-------- Excerpt to read

Twenty 20-Fav: Persons Unknown (1996) / Dogtown (1997)

In Twenty 20-Fav, we’re spending 2025 examining the work of actor/director Jon Favreau. This week’s entry is a double feature from director George Hickenlooper.

For all intents and purposes, the two films in today’s column no longer exist. They’re two mid-90s, low budget indie releases that didn’t make an impression on the arthouse circuit, and therefore never attained any kind of second life on home video. To even watch these movies for this column, I had to import one all the way from Korea, while the other can only be watched in ten minute chunks on Youtube1. But I did it. For you. Both of you. (Thank you for reading!)

Both movies come from George Hickenlooper, most famous for directing the award-winning 1991 documentary Hearts of Darkness, chronicling the making of Francis Ford Coppola’s Apocalypse Now. He also directed the short film that would later become Billy Bob Thornton’s Sling Blade. Hickenlooper ran in the same social circle as James Gunn, both attending St. Louis University High in the early 1980s. He’s also first cousin to current Colorado senator John Hickenlooper, though that really doesn’t have anything to do with his filmmaking bona fides. Just thought it was interesting.

----------------

▶ _What the exercise asks_: Reproduce the passage of the Jon Favreau film column between "Twenty 20-Fav: Persons" and "you for reading!)", inclusive.

-------- Extracted records

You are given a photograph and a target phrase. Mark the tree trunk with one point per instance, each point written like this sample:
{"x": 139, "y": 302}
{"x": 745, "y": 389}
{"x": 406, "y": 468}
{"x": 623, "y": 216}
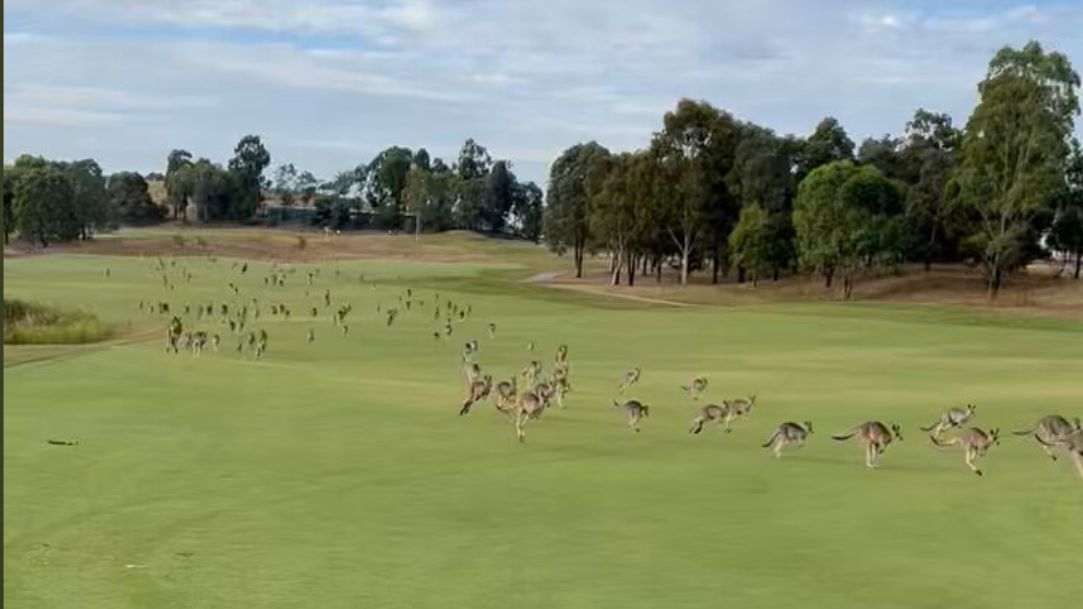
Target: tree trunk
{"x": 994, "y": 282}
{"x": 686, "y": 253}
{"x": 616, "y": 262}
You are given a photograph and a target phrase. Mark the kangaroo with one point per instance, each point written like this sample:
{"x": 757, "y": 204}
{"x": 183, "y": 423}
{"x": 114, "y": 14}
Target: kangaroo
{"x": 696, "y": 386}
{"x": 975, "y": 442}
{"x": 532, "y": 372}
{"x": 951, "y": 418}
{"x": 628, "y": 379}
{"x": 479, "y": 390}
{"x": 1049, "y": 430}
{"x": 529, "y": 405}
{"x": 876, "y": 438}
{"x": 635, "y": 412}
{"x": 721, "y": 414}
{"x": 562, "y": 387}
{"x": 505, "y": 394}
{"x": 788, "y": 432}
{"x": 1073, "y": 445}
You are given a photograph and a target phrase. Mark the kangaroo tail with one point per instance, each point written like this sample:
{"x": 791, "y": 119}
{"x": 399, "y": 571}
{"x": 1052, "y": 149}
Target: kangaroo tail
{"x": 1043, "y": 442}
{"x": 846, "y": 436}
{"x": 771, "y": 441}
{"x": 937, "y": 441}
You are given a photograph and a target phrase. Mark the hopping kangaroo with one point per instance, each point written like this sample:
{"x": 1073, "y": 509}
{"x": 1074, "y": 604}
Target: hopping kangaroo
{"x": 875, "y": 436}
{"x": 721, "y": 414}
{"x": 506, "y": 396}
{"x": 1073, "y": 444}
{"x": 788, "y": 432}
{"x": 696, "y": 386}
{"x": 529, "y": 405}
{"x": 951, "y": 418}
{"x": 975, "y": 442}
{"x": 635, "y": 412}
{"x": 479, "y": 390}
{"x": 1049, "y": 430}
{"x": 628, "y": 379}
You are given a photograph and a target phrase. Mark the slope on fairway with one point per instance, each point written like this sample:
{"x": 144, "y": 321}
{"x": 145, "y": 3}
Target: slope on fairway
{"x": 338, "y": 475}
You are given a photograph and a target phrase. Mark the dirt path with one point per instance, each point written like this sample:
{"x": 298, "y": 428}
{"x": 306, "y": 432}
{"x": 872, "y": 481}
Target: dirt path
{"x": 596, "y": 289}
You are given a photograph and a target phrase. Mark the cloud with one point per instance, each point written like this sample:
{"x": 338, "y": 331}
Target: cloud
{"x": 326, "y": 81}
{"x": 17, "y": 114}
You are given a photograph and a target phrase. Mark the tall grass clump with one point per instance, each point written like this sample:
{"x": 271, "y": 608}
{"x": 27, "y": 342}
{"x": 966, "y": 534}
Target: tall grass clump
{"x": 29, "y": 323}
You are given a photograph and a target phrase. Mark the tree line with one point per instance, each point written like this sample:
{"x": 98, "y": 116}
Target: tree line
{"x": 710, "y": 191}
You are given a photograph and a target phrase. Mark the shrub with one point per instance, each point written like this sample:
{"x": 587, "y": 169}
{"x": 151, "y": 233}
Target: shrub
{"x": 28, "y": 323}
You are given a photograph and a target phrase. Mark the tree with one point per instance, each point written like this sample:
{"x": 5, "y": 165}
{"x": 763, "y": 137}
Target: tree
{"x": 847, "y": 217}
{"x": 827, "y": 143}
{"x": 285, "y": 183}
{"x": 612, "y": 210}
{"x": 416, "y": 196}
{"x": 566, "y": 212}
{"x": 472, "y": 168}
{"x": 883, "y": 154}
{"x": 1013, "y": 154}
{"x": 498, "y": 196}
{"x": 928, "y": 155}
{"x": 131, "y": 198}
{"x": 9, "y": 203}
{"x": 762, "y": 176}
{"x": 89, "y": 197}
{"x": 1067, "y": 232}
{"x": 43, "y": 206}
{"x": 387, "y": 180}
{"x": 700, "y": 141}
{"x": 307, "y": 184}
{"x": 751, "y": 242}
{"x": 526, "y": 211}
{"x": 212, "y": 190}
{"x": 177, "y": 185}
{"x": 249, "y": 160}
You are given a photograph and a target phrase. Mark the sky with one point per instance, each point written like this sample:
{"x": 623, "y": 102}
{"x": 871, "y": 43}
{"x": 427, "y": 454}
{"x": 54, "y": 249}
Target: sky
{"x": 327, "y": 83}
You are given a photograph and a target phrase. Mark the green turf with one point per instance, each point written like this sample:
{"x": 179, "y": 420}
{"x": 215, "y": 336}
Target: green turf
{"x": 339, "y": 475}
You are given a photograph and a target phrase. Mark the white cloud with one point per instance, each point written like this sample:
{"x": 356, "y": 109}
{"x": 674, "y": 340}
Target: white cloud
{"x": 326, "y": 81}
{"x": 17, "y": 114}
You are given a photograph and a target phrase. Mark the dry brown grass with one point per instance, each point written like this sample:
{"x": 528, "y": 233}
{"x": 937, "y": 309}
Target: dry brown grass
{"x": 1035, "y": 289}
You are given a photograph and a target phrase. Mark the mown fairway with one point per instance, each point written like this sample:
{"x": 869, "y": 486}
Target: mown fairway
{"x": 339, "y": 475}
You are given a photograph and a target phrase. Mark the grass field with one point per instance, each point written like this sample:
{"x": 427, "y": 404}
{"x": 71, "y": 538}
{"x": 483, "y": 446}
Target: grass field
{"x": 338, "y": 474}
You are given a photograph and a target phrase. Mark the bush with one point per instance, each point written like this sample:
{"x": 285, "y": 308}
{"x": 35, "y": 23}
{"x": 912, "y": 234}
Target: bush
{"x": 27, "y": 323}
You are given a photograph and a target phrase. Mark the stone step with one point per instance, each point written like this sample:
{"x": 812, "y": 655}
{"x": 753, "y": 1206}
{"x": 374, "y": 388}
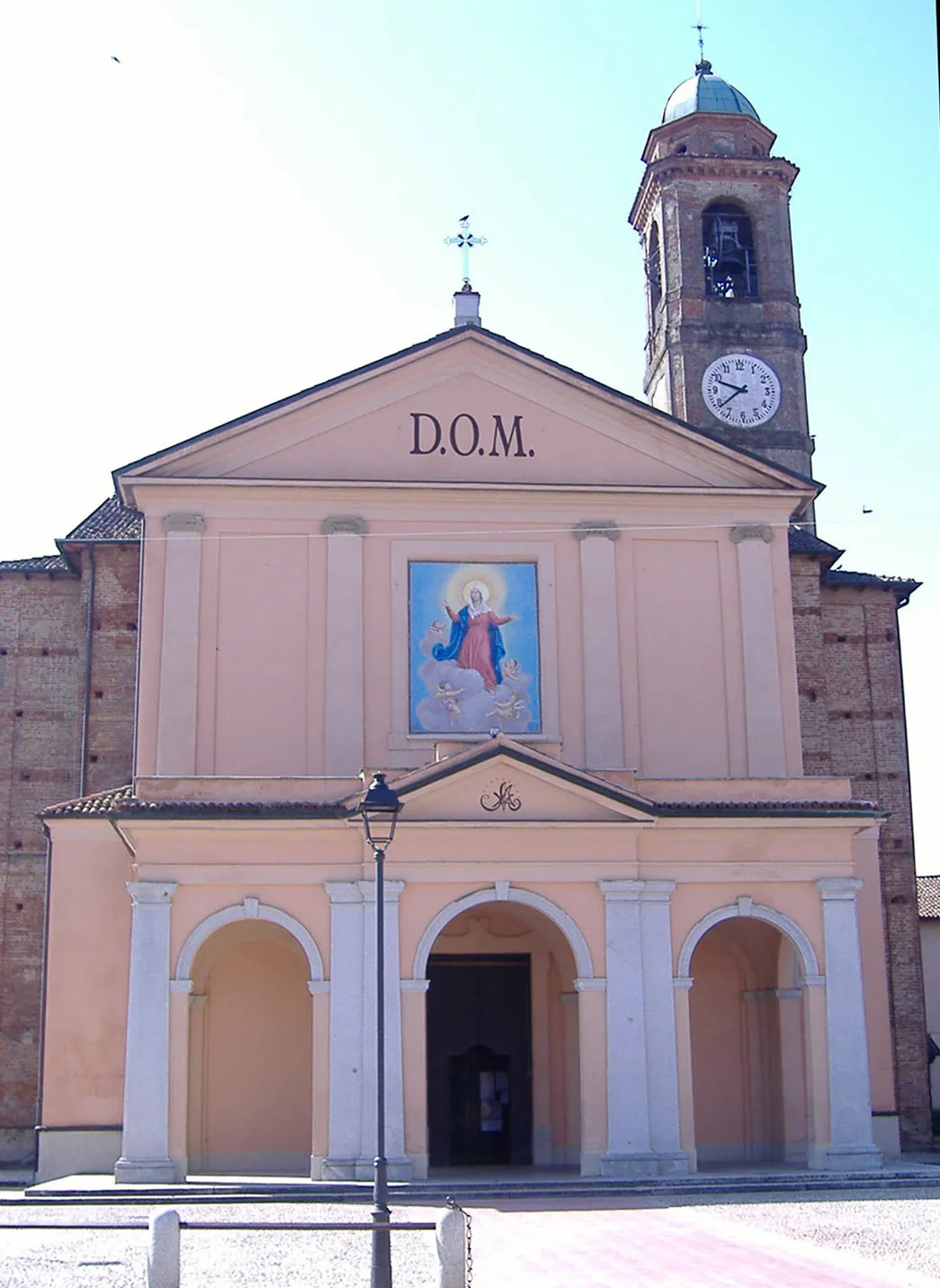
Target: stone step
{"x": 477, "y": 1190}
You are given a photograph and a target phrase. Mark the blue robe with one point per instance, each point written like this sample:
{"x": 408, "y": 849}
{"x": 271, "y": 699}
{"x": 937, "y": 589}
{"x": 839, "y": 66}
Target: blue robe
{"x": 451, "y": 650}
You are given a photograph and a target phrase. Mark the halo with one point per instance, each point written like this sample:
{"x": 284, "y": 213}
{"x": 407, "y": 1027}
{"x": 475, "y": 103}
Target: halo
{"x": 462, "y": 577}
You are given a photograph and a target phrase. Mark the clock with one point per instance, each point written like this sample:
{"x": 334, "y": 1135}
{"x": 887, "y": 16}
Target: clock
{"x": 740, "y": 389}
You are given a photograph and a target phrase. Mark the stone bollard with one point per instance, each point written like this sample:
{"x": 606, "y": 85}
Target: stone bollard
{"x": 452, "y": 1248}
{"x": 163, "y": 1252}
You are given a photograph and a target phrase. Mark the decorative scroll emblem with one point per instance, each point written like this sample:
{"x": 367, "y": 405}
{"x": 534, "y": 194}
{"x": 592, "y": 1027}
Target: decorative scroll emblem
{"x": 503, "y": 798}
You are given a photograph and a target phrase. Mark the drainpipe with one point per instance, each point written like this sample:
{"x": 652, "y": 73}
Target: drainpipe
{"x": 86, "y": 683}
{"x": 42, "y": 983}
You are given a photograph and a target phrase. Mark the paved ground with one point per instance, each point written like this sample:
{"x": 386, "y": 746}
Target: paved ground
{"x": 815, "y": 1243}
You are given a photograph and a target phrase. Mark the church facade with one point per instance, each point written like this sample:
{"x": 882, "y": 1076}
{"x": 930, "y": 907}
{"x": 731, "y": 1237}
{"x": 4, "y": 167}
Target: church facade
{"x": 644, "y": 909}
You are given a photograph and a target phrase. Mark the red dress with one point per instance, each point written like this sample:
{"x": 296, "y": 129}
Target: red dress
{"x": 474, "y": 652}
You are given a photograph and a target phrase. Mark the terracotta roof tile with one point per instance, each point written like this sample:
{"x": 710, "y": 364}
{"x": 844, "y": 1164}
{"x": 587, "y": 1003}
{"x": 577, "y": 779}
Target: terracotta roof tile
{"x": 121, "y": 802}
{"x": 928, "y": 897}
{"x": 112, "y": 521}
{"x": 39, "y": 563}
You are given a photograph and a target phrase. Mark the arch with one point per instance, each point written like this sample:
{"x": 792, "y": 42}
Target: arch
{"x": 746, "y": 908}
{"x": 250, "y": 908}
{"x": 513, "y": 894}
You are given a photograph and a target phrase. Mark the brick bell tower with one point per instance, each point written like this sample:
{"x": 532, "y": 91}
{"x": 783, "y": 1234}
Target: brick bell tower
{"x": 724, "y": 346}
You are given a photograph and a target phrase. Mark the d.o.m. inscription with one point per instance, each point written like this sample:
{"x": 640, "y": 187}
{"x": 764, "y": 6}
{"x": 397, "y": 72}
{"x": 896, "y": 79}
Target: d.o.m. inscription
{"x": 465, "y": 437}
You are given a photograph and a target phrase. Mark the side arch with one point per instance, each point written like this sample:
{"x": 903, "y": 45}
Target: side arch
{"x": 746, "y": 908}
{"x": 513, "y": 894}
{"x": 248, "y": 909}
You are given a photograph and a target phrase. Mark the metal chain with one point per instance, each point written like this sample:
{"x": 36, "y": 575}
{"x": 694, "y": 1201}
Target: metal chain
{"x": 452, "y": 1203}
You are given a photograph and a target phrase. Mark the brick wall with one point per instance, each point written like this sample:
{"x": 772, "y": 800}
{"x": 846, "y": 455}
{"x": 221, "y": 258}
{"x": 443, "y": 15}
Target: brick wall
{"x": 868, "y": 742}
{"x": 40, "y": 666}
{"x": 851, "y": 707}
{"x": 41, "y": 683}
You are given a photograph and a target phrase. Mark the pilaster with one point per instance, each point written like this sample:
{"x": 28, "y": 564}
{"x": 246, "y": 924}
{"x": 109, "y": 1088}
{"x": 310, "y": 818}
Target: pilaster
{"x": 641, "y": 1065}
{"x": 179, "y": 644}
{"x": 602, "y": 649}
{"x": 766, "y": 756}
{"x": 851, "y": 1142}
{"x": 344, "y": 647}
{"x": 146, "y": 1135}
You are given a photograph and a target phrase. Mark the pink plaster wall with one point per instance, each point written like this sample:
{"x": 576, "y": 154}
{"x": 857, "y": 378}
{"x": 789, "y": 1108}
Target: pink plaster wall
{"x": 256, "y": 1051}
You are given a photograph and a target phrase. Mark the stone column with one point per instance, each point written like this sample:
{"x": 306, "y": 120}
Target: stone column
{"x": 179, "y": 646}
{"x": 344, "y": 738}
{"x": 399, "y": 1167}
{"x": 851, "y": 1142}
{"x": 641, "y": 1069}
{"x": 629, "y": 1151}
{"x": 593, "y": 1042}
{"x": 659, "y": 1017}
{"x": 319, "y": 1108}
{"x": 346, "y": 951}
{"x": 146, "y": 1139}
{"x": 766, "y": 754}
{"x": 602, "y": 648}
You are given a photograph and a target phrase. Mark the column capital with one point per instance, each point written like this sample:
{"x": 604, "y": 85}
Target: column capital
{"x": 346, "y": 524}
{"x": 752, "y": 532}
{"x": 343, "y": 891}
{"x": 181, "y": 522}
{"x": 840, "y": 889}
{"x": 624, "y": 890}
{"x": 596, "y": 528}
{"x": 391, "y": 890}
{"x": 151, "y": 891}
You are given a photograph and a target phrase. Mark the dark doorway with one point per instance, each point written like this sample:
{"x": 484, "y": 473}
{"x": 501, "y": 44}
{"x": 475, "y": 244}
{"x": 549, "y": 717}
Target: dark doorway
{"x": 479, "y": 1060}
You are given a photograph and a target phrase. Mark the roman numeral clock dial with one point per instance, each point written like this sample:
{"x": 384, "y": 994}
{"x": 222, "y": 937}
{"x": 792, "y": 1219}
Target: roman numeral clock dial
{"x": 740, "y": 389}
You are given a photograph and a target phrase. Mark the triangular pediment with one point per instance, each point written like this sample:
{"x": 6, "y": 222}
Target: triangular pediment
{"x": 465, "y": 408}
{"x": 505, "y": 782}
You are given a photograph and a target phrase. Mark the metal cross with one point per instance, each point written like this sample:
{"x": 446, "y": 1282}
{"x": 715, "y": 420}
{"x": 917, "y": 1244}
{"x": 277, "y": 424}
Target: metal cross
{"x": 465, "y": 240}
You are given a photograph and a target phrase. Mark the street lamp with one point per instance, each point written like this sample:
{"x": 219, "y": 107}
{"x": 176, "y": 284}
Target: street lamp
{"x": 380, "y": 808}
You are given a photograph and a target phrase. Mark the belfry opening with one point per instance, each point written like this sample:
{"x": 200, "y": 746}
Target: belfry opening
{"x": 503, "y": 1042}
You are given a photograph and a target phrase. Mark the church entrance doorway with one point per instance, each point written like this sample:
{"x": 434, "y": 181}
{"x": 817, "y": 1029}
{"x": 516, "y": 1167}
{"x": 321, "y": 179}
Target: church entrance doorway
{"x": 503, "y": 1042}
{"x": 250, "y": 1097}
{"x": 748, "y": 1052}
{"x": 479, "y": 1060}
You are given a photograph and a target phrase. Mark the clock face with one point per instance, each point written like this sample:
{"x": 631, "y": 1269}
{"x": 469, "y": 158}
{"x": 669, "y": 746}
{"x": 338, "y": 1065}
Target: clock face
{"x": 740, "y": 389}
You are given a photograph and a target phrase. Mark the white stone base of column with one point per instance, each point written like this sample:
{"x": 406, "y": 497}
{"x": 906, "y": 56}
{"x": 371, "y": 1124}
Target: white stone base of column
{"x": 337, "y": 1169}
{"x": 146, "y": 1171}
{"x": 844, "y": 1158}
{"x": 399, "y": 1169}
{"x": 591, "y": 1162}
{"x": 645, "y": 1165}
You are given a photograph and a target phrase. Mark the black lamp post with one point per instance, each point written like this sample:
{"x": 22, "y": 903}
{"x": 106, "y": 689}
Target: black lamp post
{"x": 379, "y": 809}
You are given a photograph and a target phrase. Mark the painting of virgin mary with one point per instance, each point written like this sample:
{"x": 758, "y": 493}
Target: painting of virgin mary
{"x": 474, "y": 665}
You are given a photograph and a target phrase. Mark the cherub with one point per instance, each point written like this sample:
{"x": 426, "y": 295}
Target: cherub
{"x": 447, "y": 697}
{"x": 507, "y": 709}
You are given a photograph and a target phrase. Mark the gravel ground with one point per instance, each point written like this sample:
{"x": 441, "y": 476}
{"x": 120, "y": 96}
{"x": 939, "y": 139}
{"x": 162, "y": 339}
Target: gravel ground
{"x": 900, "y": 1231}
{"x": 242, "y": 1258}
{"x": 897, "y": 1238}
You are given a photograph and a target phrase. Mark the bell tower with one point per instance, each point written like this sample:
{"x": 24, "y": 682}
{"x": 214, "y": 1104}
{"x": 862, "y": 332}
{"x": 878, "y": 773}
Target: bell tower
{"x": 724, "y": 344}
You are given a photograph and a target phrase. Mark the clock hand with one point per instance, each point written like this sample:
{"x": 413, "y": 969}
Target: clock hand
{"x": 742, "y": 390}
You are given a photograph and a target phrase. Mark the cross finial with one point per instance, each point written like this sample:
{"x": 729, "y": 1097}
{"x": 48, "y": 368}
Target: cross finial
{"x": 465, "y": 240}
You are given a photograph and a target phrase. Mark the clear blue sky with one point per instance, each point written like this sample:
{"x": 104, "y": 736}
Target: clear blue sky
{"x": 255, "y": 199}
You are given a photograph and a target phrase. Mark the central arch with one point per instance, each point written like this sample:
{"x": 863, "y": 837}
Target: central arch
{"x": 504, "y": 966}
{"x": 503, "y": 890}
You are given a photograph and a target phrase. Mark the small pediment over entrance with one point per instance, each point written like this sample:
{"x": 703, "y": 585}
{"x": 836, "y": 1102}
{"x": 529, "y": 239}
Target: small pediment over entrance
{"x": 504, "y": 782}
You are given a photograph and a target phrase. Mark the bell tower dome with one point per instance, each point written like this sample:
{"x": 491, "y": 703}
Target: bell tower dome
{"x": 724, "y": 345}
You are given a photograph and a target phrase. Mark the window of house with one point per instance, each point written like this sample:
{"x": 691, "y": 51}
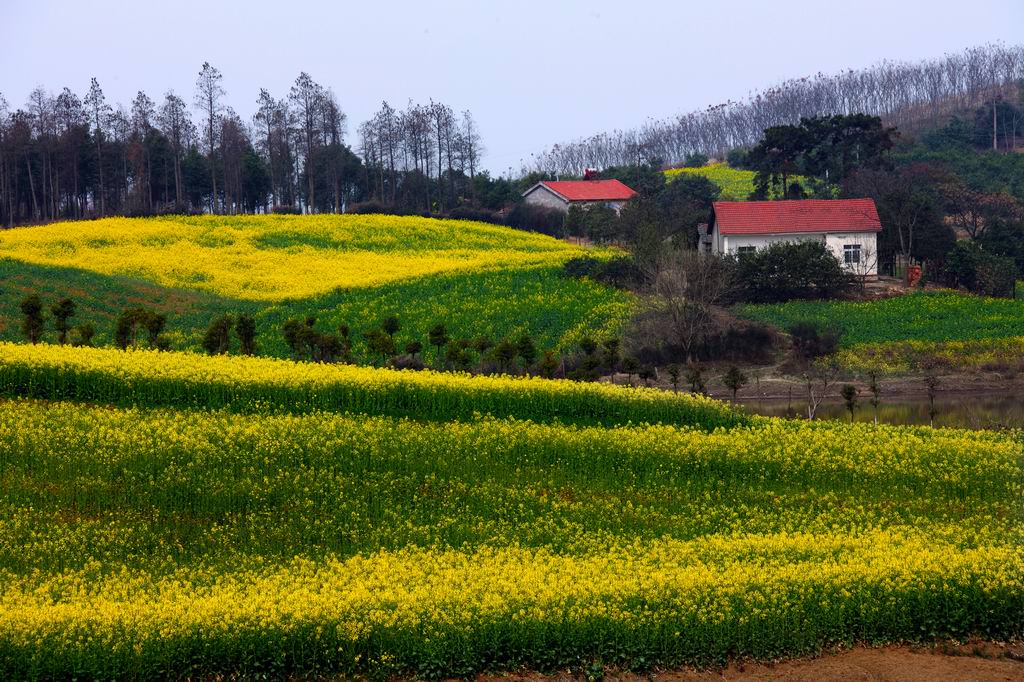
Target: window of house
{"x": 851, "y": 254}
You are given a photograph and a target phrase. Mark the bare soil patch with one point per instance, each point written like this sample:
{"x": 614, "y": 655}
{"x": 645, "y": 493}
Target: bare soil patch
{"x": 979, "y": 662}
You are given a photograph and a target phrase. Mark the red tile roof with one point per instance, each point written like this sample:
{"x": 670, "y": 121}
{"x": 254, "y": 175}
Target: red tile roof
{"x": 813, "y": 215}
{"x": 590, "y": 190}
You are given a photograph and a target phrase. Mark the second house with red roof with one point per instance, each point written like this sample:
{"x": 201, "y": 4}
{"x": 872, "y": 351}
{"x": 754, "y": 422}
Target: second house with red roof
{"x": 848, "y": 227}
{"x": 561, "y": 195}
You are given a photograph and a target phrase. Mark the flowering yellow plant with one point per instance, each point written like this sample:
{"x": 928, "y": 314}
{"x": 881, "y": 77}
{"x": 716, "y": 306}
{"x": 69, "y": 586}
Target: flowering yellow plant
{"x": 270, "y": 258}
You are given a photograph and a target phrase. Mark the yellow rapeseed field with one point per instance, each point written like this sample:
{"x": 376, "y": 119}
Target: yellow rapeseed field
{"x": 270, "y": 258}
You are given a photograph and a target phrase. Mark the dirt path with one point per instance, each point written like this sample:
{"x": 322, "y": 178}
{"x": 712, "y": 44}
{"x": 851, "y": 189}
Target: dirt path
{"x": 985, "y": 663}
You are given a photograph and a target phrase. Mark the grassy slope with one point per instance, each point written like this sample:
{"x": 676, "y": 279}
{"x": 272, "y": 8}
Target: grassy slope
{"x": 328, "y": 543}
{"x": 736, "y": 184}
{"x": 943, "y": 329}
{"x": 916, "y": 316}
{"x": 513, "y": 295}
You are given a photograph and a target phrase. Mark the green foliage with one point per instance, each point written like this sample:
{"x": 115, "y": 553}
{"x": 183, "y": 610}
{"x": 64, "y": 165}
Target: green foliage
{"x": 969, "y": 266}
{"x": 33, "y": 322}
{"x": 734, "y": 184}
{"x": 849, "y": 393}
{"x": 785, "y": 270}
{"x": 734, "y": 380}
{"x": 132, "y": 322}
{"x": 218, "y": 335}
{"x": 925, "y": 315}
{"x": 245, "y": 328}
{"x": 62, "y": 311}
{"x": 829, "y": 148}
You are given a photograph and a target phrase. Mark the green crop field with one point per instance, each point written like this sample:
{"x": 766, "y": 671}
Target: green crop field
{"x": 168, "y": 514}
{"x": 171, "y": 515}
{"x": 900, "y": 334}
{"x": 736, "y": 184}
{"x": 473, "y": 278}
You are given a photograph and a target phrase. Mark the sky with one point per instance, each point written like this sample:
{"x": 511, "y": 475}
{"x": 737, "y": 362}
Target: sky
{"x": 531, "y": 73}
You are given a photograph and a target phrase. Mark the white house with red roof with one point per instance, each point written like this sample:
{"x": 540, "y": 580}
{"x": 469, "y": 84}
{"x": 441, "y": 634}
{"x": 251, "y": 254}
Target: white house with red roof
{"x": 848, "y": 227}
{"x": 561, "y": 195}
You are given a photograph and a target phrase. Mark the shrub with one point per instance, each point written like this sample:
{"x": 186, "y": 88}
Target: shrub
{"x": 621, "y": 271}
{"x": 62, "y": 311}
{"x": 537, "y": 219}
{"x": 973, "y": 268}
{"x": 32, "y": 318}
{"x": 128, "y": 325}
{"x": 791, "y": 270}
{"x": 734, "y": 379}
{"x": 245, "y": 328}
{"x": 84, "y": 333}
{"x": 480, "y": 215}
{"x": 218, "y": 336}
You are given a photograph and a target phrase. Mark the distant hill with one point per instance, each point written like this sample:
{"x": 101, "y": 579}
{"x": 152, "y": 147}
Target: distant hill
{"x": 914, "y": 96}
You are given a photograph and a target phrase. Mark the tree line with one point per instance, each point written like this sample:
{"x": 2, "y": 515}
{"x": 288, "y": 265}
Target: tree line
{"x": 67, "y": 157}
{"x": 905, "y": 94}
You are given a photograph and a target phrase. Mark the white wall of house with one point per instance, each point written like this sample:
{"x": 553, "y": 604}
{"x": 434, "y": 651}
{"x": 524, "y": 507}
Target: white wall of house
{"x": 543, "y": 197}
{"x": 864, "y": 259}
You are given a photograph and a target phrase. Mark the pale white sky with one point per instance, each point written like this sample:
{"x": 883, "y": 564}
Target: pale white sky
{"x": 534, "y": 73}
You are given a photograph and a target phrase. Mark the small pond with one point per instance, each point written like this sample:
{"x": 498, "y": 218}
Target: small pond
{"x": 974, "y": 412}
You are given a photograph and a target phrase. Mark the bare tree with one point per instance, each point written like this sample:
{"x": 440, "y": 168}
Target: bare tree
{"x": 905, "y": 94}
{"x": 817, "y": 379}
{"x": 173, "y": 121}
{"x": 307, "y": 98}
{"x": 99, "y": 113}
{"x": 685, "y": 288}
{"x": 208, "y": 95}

----------------

▶ _Correct result_:
Twenty 20-Fav: Persons Unknown (1996) / Dogtown (1997)

In Twenty 20-Fav, we’re spending 2025 examining the work of actor/director Jon Favreau. This week’s entry is a double feature from director George Hickenlooper.

For all intents and purposes, the two films in today’s column no longer exist. They’re two mid-90s, low budget indie releases that didn’t make an impression on the arthouse circuit, and therefore never attained any kind of second life on home video. To even watch these movies for this column, I had to import one all the way from Korea, while the other can only be watched in ten minute chunks on Youtube1. But I did it. For you. Both of you. (Thank you for reading!)